PROBLEM TO WORK ON:
Count the lines of the entries below that contain the string "deer", with case counting, and reply with only that number.

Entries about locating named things
::::

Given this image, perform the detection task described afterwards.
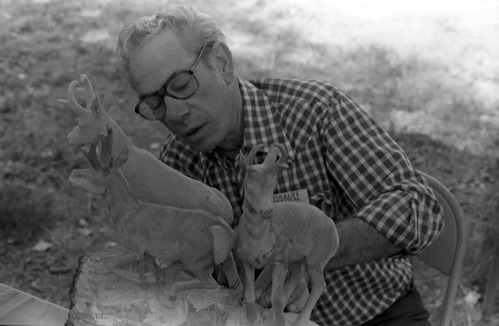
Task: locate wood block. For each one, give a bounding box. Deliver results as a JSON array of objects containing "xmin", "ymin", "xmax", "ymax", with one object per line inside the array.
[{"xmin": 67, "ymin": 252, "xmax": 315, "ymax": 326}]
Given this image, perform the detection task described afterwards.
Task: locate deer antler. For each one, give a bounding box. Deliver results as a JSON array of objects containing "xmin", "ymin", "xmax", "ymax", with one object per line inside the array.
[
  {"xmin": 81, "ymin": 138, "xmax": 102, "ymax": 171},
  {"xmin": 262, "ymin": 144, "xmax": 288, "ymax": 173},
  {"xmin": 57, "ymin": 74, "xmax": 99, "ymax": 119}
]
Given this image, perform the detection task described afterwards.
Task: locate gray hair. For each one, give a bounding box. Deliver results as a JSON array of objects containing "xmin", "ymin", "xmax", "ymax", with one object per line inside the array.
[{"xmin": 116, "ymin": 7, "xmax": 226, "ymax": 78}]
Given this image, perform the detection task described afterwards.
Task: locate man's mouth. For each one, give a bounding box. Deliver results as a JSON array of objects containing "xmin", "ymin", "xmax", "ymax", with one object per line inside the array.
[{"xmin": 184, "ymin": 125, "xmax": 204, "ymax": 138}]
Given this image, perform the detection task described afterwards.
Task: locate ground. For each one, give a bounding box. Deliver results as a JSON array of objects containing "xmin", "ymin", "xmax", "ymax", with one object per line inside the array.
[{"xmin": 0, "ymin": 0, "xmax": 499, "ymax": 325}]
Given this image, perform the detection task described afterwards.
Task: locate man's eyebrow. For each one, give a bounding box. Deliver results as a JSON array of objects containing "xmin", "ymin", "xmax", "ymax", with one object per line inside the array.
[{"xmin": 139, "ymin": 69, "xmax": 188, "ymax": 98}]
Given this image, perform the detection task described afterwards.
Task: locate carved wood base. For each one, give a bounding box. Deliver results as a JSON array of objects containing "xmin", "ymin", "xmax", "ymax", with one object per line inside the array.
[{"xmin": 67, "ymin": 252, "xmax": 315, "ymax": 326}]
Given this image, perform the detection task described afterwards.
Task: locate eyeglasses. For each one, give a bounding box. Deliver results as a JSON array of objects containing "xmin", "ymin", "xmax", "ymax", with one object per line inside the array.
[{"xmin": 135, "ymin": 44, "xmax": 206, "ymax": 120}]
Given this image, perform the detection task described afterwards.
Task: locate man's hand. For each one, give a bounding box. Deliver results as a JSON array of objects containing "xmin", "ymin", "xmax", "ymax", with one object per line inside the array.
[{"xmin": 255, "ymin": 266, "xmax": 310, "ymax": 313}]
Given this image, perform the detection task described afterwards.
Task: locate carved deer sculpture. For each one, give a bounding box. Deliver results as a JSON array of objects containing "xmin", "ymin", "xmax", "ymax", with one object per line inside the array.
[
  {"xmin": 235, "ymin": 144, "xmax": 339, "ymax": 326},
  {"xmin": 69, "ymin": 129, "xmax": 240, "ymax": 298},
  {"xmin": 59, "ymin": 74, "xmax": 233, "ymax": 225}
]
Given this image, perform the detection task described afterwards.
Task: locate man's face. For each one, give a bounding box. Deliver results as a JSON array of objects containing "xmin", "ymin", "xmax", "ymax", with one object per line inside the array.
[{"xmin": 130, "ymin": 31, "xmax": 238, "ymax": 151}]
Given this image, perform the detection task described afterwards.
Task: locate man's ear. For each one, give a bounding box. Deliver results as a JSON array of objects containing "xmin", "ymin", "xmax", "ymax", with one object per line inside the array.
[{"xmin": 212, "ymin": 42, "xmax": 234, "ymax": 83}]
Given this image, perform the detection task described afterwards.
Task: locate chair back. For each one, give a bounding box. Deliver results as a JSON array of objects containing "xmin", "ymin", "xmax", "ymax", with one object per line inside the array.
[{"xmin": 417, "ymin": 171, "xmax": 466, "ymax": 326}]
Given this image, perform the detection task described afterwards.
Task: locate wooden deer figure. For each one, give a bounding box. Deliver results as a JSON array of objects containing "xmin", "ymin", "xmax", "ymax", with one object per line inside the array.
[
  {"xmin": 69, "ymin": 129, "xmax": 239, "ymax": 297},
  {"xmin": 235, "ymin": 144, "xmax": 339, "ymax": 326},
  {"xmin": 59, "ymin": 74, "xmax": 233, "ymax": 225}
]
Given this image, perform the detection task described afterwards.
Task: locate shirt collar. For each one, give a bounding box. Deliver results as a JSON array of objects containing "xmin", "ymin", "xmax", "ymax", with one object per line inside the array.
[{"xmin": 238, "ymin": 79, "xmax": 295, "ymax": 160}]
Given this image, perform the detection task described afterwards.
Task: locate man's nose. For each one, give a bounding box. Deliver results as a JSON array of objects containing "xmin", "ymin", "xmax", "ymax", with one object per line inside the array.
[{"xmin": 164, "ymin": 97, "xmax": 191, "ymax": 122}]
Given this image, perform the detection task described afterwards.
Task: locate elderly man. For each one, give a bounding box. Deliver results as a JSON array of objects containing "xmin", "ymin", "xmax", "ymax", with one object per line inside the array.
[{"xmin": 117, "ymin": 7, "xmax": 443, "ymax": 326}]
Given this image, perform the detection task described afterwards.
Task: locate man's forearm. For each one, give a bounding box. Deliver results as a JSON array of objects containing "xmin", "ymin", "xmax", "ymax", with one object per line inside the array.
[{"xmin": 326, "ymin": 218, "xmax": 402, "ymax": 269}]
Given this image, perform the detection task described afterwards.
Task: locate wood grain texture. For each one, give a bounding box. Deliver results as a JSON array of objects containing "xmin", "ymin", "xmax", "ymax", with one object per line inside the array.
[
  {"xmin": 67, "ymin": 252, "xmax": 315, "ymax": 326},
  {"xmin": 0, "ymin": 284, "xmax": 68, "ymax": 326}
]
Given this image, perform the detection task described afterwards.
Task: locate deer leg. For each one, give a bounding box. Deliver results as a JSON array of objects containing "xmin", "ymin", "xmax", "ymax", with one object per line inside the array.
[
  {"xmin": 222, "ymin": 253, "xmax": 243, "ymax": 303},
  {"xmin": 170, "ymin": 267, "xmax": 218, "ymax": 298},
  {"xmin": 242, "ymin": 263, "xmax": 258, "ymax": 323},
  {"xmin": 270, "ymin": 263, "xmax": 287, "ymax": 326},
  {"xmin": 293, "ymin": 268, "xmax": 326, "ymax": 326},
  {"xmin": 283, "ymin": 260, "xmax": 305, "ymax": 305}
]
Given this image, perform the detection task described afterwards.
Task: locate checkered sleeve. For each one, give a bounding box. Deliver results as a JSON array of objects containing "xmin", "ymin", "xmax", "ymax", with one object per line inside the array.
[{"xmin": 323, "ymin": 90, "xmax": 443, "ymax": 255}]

::::

FULL RESPONSE:
4